■ **Things to do**:
1) Transcribe the portion of the forum post on SHA-1's F3() macro from "Solar Designer" to "systems with bitselect().".
2) In the forum post on SHA-1's F3() macro, what speeds were measured for pbkdf2-hmac-sha1-opencl on GCN after F3 was changed?

■ **Selected passage**:
Solar Designer

2015-09-02 15:20:25 UTC

magnum, Lei -

SHA-1's H() aka F3() is the same as SHA-2's Maj(), yet somehow we're

using less optimal expressions for it on systems with bitselect().

In opencl_sha1.h we have:

#define F3(x, y, z) (bitselect(x, y, z) ^ bitselect(x, 0U, y))

I've just tried changing this to:

#define F3(x, y, z) bitselect(x, y, (z) ^ (x))

and got some speedup for pbkdf2-hmac-sha1-opencl on GCN (1200K to

1228K c/s).

The same pattern is also seen in:

[***@super src]$ grep -r 'bitselect.*\^.*bitselect' .

./opencl_sha1.h:#define F3(x, y, z) (bitselect(x, y, z) ^ bitselect(x, 0U, y))

./opencl/gpg_kernel.cl:#define F(x, y, z) (bitselect(x, y, z) ^ bitselect(x, 0U, y))

./opencl/rar_kernel.cl:#define F(x,y,z) (bitselect(x, y, z) ^ bitselect(x, 0U, y))

./opencl/rar_kernel.cl:#define F(x,y,z) (bitselect(x, y, z) ^ bitselect(x, 0U, y))

./opencl/sha1_kernel.cl:#define F3(x, y, z) (bitselect(x, y, z) ^ bitselect(x, 0U, y))

./opencl/salted_sha_kernel.cl:#define F3(x, y, z) (bitselect(x, y, z) ^ bitselect(x, 0U, y))

./opencl/pbkdf2_kernel.cl:#define F(x, y, z) (bitselect(x, y, z) ^ bitselect(x, (uint)0, y))

■ **Provided data**:

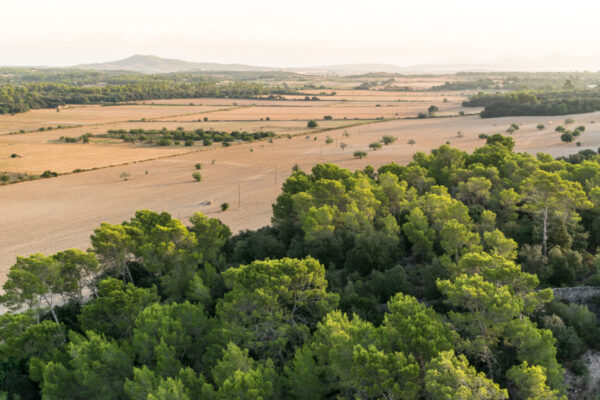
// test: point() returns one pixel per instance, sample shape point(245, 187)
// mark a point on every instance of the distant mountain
point(154, 65)
point(350, 68)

■ **Responses**:
1)
Solar Designer

2015-09-02 15:20:25 UTC

magnum, Lei -

SHA-1's H() aka F3() is the same as SHA-2's Maj(), yet somehow we're

using less optimal expressions for it on systems with bitselect().

2) The speed rose from 1200K to 1228K c/s.